# DOCUMENT SECTION:
Cincinnati Invests in New TOB Curriculum

This is an extended version of the original article in our May/June 2018 edition of our magazine, Family Foundations. You can subscribe or order individual issues here.
When Emily Macke was approached to write an 8-semester Theology of the Body curriculum for high schoolers, she wasn’t overwhelmed as one would expect.
“My first reaction was excitement at the opportunity,” she said. “Naively, I initially thought it wouldn’t be overly difficult. After working on the high school lessons for 5 ½ years, I was clearly wrong!”
Macke’s assignment is only a portion of a much larger movement humming to life in the Archdiocese of Cincinnati, Ohio.
Conception
Starting in 2011, the archdiocese began reassessing and re-creating its high school religion standards. A motion was made to integrate Theology of the Body (TOB) — Pope St. John Paul II’s teaching on the human person — which had hereto not been mandated in any official capacity. The archdiocese turned to Ruah Woods, Cincinnati’s TOB educators, for advice. Ruah accepted the challenge to produce the 8-semester curriculum, ultimately assigning the task to Macke, Ruah’s TOB Educator Coordinator.

# MATERIAL:
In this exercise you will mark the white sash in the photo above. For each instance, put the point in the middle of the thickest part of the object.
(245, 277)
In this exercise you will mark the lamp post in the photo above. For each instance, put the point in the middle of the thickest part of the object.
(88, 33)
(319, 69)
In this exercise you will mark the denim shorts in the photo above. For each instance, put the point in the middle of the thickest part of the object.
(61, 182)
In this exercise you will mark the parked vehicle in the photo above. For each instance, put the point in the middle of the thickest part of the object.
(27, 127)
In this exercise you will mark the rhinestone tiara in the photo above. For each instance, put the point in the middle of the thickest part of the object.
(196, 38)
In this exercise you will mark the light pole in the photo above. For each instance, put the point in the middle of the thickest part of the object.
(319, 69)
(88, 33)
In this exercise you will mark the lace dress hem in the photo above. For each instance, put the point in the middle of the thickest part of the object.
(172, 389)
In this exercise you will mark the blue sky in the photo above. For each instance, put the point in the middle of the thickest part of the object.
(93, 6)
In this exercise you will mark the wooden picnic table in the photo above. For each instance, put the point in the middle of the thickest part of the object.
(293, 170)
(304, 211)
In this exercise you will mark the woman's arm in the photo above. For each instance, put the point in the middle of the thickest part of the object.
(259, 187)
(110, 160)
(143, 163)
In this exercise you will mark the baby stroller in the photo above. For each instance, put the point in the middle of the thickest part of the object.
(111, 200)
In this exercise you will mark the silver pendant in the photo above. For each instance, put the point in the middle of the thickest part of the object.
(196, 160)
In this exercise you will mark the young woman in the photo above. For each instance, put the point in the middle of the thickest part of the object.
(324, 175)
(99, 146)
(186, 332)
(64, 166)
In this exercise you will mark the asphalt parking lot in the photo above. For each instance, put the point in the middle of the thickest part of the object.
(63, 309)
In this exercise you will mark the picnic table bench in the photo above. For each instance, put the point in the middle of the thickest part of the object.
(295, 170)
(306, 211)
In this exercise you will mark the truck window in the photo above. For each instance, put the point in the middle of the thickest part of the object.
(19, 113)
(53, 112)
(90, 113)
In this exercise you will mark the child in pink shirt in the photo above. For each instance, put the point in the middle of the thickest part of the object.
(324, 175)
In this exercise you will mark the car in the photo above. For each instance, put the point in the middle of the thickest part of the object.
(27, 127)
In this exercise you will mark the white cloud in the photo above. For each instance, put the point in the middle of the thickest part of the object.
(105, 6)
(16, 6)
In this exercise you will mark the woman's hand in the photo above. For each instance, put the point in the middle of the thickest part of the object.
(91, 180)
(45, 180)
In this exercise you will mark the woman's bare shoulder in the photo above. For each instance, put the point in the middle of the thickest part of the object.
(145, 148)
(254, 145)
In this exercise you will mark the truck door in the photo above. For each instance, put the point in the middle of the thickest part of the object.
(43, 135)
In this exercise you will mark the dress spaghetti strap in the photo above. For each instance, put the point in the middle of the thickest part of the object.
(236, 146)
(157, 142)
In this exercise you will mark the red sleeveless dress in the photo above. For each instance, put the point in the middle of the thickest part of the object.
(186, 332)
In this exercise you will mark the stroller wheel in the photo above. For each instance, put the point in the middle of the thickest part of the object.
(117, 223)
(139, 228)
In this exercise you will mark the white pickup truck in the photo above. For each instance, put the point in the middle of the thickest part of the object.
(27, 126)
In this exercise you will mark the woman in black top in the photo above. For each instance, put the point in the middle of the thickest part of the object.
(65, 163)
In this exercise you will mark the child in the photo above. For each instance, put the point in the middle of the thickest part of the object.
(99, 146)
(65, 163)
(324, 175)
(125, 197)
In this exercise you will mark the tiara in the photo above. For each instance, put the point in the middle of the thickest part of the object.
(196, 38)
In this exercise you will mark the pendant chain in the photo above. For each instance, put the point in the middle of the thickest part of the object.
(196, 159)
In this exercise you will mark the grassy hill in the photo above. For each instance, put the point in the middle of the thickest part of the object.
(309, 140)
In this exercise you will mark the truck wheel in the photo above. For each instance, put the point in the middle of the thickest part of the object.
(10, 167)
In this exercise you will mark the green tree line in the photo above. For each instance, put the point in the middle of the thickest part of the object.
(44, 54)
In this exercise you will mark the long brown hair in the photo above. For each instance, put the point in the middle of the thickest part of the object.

# THE EXERCISE:
Quote the article on Cincinnati's Theology of the Body curriculum word for word, starting at "When Emily Macke" and ending at "of Cincinnati, Ohio.".

# WRITTEN RESPONSE:
When Emily Macke was approached to write an 8-semester Theology of the Body curriculum for high schoolers, she wasn’t overwhelmed as one would expect.
“My first reaction was excitement at the opportunity,” she said. “Naively, I initially thought it wouldn’t be overly difficult. After working on the high school lessons for 5 ½ years, I was clearly wrong!”
Macke’s assignment is only a portion of a much larger movement humming to life in the Archdiocese of Cincinnati, Ohio.